[Mask labeling examples]

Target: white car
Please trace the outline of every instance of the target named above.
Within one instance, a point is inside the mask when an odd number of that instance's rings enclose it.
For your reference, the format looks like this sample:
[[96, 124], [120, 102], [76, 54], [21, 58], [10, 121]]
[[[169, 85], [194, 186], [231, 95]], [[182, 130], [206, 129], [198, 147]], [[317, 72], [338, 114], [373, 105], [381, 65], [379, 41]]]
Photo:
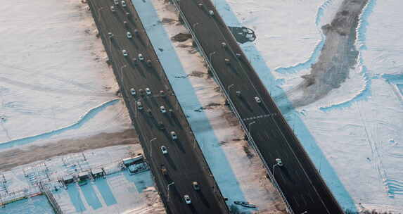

The request — Rewrite the lines of all the records, substituting "boundary" for "outline" and changing nothing else; leave the pictures out of the answer.

Solution —
Target: white car
Please trace the boundary of every instance of the target named above.
Within one instance, a point is inside the mask when an odd number of that instance's rings enclose it.
For your reference, the format looks like this sample:
[[96, 124], [120, 102], [76, 54], [21, 58], [10, 121]]
[[[169, 85], [194, 186], [231, 95]], [[182, 130], [206, 129], [198, 147]], [[317, 72], [338, 114], [373, 105], [381, 65], [379, 41]]]
Photo:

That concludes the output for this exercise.